What this task involves —
Find the string "bare" in the records. Copy each line that has it.
═══ Exercise data ═══
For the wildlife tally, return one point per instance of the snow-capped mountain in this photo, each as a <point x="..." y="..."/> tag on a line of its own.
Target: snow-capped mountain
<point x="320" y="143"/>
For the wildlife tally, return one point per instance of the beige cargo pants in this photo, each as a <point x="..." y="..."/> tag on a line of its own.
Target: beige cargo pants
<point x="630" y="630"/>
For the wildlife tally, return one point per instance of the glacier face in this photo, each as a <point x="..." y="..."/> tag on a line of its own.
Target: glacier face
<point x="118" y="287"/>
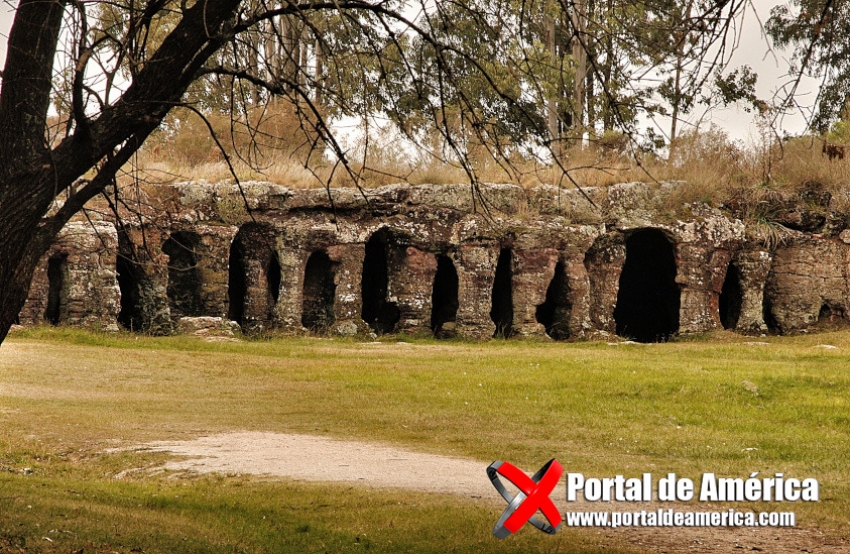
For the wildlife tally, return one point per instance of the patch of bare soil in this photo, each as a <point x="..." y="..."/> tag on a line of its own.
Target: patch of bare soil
═══
Written solution —
For the wildlife tally, return one point per instance of the patch of bare soil in this photo, each as a <point x="..." y="..."/> tag on a line of its own.
Target: patch of bare soil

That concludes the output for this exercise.